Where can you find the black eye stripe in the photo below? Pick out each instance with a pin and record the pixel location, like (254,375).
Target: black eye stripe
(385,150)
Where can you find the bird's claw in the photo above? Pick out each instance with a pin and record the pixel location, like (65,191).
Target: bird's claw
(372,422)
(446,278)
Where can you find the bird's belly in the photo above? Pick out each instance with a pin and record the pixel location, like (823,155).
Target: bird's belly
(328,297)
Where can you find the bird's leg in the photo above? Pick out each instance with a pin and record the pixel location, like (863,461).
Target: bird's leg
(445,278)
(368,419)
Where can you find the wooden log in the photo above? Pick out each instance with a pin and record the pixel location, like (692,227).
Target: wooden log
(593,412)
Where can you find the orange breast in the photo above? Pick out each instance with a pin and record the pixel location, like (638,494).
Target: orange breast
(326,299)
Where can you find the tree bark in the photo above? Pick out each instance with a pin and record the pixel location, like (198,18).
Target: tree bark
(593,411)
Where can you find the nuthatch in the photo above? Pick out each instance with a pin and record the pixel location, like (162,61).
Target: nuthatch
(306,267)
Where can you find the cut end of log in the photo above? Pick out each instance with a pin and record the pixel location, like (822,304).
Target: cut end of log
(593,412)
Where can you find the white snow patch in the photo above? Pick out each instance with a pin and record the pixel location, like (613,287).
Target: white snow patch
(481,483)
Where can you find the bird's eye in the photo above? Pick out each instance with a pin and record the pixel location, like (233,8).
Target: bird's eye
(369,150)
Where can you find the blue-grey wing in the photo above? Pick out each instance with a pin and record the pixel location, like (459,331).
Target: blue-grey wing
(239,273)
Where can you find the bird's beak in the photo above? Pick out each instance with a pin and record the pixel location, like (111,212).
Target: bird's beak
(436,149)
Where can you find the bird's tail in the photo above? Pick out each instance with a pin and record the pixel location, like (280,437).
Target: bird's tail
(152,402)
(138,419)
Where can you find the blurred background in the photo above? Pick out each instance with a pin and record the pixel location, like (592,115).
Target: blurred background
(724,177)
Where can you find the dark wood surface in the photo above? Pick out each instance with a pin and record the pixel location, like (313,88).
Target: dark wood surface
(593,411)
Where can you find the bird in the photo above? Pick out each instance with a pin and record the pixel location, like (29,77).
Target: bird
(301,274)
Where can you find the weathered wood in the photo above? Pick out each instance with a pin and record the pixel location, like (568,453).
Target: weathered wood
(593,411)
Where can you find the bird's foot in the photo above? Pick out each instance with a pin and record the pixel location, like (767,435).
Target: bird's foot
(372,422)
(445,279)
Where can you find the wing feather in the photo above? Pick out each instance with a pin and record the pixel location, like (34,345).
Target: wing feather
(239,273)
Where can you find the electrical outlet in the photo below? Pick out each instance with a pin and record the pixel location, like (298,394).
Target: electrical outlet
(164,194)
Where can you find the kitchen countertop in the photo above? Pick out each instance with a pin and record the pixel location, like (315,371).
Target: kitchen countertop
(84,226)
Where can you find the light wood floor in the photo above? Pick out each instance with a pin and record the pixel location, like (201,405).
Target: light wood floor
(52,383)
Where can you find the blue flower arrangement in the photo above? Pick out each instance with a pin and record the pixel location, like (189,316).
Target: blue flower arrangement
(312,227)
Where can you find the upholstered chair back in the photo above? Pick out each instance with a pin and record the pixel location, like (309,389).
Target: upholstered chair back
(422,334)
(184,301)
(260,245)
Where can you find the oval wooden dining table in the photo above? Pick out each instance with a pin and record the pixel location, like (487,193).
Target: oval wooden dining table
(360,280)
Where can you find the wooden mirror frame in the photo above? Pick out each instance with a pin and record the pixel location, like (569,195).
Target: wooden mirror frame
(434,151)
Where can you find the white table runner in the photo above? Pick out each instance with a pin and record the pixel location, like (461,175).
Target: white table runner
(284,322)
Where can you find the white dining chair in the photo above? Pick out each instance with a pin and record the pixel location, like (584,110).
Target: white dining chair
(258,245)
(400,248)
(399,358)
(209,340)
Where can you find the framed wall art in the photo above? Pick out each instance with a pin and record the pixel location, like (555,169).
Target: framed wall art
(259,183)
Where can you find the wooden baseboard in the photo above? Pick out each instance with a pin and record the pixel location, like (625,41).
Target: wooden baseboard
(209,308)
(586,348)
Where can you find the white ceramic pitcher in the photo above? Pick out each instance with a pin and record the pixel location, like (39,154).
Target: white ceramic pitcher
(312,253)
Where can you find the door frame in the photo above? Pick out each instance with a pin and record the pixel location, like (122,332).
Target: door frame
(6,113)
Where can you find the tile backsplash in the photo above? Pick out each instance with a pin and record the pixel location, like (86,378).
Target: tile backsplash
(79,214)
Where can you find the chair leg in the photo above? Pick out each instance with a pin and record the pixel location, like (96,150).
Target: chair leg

——

• [GOAL OF THE EXERCISE] All of the records must be retyped exactly as they are.

• [ANSWER FOR THE TASK]
Where can you find the black eye stripe in the photo below? Pick out each instance with a pin and record the pixel location, like (254,375).
Target: black eye stripe
(385,150)
Where can you find the bird's claw in the photo above? Pick out each instance with a pin and record the pixel location, like (65,191).
Target: bird's claw
(372,422)
(446,278)
Where can you find the bird's belly in the photo above? Pick out each instance with a pin and record the pixel location, like (823,155).
Target: bird's belly
(328,297)
Where can you find the bird's leg in the photo above? Pick out each instance with a pin and record the pixel location, like (863,461).
Target: bird's leg
(445,278)
(368,419)
Where can you find the wooden log in the photo above? Pick out each instance with a pin and record the pixel location, like (692,227).
Target: wooden log
(593,412)
Where can you find the orange breast in the photo above? Pick out each instance with a pin and record the pixel location, like (638,494).
Target: orange breast
(326,299)
Where can you find the tree bark in the photo above? Pick out each instance with a pin and record the pixel location, like (198,18).
Target: tree bark
(593,411)
Where can you find the nuthatch in the photo above? Pick out each instance with a pin and record the pixel location, like (162,61).
Target: nuthatch
(306,267)
Where can you find the cut end of log in the photo above? Pick out each instance with a pin and record the pixel location, like (822,304).
Target: cut end of log
(593,412)
Where can you find the white snow patch in the photo above? Pick out each instance with a pin and record the pixel location, like (613,287).
Target: white snow patch
(481,483)
Where can you find the bird's eye in the photo above? Pick out each instance with a pin and record the pixel location, like (233,8).
Target: bird's eye
(369,150)
Where can you find the blue-grey wing in the photo above? Pick out each instance with a pin and record the pixel location, like (459,331).
Target: blue-grey wing
(239,273)
Where can you find the bird's beak in the photo above? Pick out each instance with a pin and record the pixel location, like (111,212).
Target: bird's beak
(436,149)
Where can you find the bird's tail in the photo above? Pick out each instance with a pin and record the pixel location, like (280,437).
Target: bird's tail
(152,402)
(138,419)
Where can you find the blurred background in the photo above? Pick out each instance with a pin and record the pixel location, like (592,115).
Target: blurred background
(724,177)
Where can you find the dark wood surface in the photo above? Pick out each instance with a pin and record the pixel location, like (313,88).
Target: dark wood surface
(593,411)
Where can you find the bird in the photo above? Pick out each instance with a pin and record the pixel location, like (29,77).
Target: bird
(301,274)
Where can you find the weathered wood in the photo above? Pick out each instance with a pin and record the pixel location, like (568,453).
Target: weathered wood
(593,411)
Where can you find the bird's foot in the photo above? Pick out each instance with a pin and record the pixel location, like (767,435).
Target: bird's foot
(372,422)
(445,279)
Where can you find the wing feather in the photo above? Pick out each instance with a pin and record the pixel location, like (34,345).
Target: wing feather
(239,273)
Where can you find the electrical outlet in the photo below? Pick out each instance with a pin and record the pixel location, like (298,394).
Target: electrical outlet
(164,194)
Where can you find the kitchen countertop in the photo above? Pick out each instance with a pin and record the pixel location, like (315,371).
Target: kitchen countertop
(84,226)
Where can you find the light wood floor in the photo above? Pick out each instance with a pin and record the pixel location, like (201,405).
Target: light wood floor
(52,383)
Where can you find the blue flower arrangement in the photo above? Pick out each instance with a pin and record the pixel location, like (189,316).
Target: blue flower arrangement
(312,227)
Where can you find the upholstered chair back in the photo above? Pick out each instance with a pin and record the pixel location, like (309,389).
Target: upholstered chair back
(422,334)
(184,301)
(260,245)
Where can you find the oval wooden dining table in the photo above? Pick out each instance with a pin and record the pixel location, like (487,193).
Target: oval wooden dining table
(360,280)
Where can you find the wooden mirror frame in the photo above? Pick out each instance with a pin and record the pixel location, like (569,195).
Target: wooden mirror frame
(434,151)
Where can you find the white table runner in the photo above? Pick out each instance with a pin and record the pixel location, like (461,175).
Target: white table runner
(284,322)
Where can you find the white dining chair in the photo above? Pick out each instance with a pin and record the pixel location, like (584,110).
Target: white dining chair
(258,245)
(400,248)
(399,358)
(209,340)
Where can you find the framed wall art in the photo above? Pick out each instance with a pin and record the pixel location, like (555,169).
Target: framed wall art
(259,183)
Where can you find the wooden baseboard in the photo above? Pick out each instance with a pin and record the pixel location, like (625,41).
Target: wooden baseboard
(209,308)
(586,348)
Where can you find the white ceramic pitcher in the photo above? Pick out each instance with a pin and record the pixel location, like (39,154).
Target: white ceramic pitcher
(312,253)
Where can you find the door frame in the photo above? Pick out each instance with a pin and record the pixel location, like (122,332).
Target: door frame
(6,113)
Where can you find the tile backsplash in the photo above? Pick out each instance with a pin and record the pixel location, like (86,378).
Target: tile backsplash
(79,214)
Where can you find the chair leg in the photo above? Pick out each instance with a pin and record the pixel location, like (96,150).
Target: chair leg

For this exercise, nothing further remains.